Which lines in the records below contain the string "shirt"? Report each of those lines in full; the match is case-sensitive.

Point annotation records:
----------------------------------------
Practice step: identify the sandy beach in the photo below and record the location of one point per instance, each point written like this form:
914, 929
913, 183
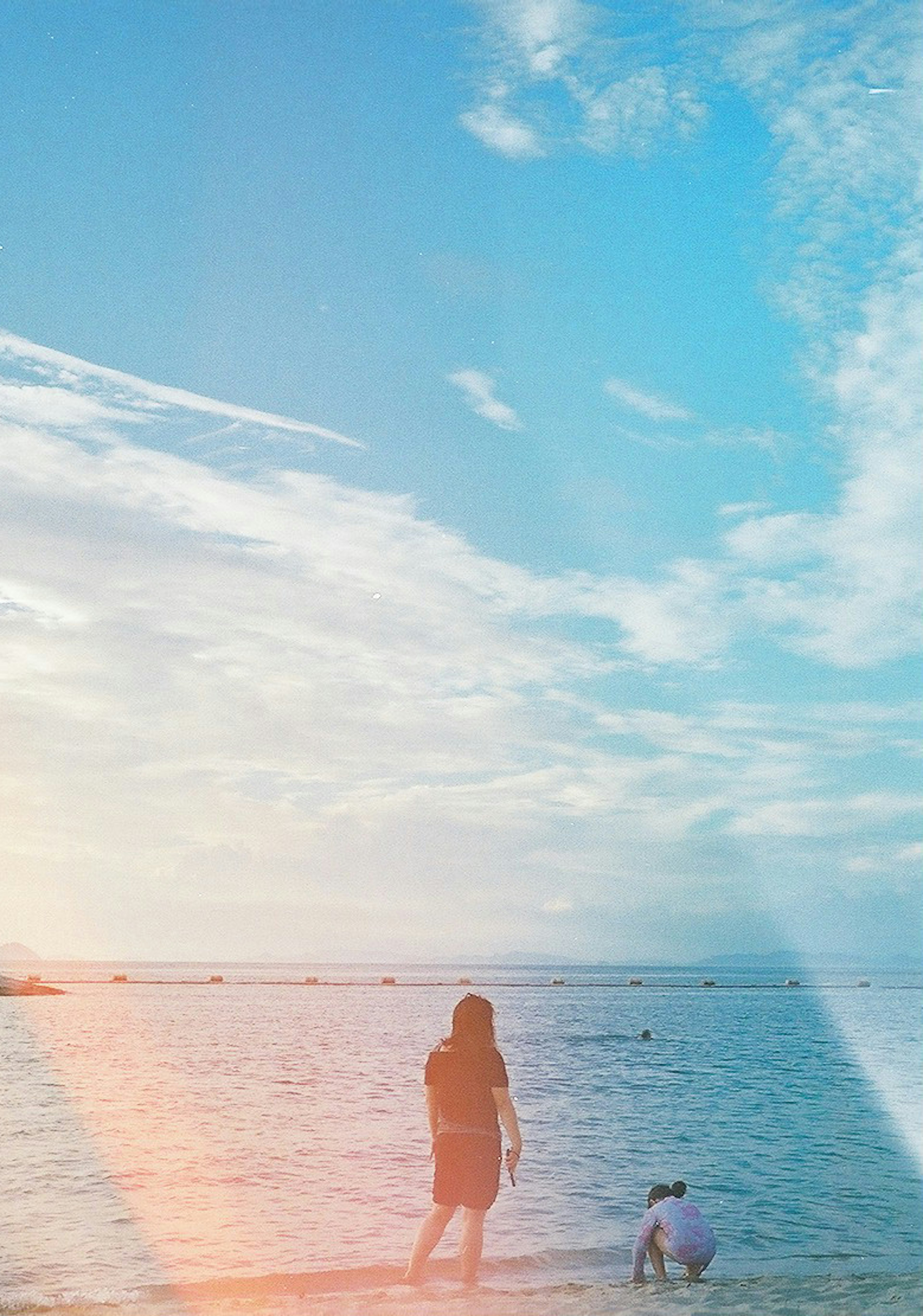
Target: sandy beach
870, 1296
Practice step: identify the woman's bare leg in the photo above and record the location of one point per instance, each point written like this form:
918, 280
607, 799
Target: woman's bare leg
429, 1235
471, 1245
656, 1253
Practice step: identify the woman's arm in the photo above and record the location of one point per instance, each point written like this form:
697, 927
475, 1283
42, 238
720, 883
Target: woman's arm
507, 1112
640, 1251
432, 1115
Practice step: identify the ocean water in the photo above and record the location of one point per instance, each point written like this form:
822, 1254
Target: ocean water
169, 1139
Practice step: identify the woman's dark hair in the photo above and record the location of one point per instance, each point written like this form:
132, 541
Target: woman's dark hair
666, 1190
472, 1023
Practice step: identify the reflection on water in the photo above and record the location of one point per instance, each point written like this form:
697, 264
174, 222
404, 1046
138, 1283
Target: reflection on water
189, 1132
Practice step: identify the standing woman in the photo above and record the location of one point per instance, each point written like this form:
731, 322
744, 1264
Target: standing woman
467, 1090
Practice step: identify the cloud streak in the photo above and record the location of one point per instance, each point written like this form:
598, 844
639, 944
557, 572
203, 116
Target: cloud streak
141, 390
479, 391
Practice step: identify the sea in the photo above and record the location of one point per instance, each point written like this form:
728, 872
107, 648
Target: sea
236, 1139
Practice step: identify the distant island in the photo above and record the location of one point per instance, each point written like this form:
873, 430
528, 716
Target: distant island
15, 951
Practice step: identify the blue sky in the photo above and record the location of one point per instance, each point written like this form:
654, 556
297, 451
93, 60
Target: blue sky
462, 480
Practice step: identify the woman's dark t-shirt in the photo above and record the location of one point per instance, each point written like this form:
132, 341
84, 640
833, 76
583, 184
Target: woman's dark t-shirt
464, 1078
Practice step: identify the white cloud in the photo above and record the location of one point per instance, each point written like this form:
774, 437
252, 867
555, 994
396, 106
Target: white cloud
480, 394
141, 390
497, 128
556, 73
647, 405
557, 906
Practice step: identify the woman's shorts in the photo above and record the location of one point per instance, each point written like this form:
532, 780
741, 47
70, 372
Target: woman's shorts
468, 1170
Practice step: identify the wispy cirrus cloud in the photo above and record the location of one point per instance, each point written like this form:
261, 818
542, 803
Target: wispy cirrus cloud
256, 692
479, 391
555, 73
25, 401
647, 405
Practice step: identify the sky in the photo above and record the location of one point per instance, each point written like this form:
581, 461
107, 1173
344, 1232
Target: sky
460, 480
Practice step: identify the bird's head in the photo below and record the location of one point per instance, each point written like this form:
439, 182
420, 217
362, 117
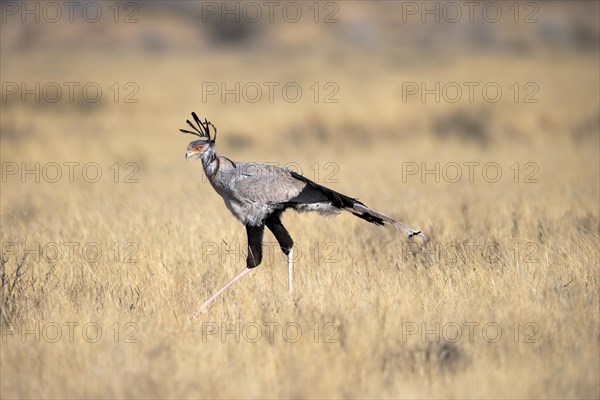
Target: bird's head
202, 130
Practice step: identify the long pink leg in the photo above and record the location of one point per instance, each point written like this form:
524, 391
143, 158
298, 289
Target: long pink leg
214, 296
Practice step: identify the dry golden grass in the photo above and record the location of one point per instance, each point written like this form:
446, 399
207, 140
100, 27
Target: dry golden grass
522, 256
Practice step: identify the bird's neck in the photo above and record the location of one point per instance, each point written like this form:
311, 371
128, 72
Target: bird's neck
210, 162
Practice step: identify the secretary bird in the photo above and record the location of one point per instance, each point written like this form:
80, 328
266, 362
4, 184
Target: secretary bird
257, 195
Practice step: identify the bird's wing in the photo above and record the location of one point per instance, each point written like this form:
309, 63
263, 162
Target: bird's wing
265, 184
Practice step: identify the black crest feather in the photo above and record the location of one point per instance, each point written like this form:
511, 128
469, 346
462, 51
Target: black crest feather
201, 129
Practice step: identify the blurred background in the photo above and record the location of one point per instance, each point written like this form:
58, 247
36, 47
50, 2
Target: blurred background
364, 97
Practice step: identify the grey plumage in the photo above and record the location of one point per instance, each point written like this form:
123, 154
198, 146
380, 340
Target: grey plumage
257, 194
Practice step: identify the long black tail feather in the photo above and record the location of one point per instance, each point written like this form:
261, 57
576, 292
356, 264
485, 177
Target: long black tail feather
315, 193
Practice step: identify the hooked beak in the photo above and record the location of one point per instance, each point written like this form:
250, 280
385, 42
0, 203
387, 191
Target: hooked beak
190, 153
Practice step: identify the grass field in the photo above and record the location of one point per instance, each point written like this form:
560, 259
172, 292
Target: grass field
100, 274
----------------------------------------
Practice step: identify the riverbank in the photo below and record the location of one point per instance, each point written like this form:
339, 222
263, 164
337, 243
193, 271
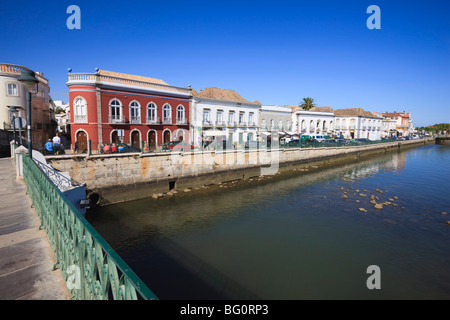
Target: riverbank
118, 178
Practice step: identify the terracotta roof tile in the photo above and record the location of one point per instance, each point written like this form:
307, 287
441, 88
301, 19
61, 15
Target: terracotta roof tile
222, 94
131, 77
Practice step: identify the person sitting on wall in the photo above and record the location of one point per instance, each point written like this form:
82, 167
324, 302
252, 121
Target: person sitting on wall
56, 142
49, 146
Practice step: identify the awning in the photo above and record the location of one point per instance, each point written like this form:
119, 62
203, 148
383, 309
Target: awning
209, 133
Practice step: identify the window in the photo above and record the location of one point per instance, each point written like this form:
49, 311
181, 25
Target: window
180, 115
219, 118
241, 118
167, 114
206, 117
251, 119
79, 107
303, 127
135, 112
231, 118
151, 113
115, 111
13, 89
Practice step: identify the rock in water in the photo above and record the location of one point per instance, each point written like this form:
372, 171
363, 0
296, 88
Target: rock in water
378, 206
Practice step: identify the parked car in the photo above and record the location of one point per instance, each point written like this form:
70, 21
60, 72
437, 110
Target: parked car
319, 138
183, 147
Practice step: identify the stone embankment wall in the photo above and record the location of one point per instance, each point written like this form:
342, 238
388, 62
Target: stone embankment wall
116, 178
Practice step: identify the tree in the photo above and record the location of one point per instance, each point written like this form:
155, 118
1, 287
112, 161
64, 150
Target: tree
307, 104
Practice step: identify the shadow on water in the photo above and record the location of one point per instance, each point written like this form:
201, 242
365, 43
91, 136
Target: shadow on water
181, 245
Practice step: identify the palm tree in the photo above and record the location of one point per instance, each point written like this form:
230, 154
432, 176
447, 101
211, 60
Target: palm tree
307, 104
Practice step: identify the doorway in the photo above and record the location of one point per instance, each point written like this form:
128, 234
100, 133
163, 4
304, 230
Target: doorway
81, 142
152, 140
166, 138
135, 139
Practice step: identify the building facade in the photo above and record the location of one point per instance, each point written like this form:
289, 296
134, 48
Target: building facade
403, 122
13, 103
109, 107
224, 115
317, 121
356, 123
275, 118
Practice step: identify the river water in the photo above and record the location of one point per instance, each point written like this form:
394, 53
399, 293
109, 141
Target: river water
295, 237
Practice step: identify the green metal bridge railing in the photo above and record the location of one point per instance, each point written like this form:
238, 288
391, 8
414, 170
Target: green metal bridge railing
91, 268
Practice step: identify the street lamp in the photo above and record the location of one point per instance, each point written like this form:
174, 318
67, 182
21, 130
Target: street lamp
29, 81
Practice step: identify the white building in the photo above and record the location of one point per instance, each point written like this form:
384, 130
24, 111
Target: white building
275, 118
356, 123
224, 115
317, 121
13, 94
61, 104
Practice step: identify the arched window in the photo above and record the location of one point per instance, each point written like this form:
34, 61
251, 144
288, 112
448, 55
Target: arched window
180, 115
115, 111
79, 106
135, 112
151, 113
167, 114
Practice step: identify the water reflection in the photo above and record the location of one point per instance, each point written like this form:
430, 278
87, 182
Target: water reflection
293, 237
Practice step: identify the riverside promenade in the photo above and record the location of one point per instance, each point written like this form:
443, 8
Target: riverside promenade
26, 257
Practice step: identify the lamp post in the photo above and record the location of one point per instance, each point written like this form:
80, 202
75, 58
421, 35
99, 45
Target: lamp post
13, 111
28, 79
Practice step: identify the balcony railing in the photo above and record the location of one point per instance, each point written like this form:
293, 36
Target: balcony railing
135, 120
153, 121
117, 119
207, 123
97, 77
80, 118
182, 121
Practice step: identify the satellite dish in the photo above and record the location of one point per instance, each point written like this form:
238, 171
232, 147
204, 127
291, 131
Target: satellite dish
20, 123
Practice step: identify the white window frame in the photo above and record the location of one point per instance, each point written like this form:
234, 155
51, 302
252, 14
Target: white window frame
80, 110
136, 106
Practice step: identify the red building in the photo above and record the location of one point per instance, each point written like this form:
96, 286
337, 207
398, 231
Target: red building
----------------------------------------
#### Full answer:
Practice step: identify the woman's dark t-shirt in the photo above and record the location of one point per instance, each point written like this form:
Target: woman's dark t-shirt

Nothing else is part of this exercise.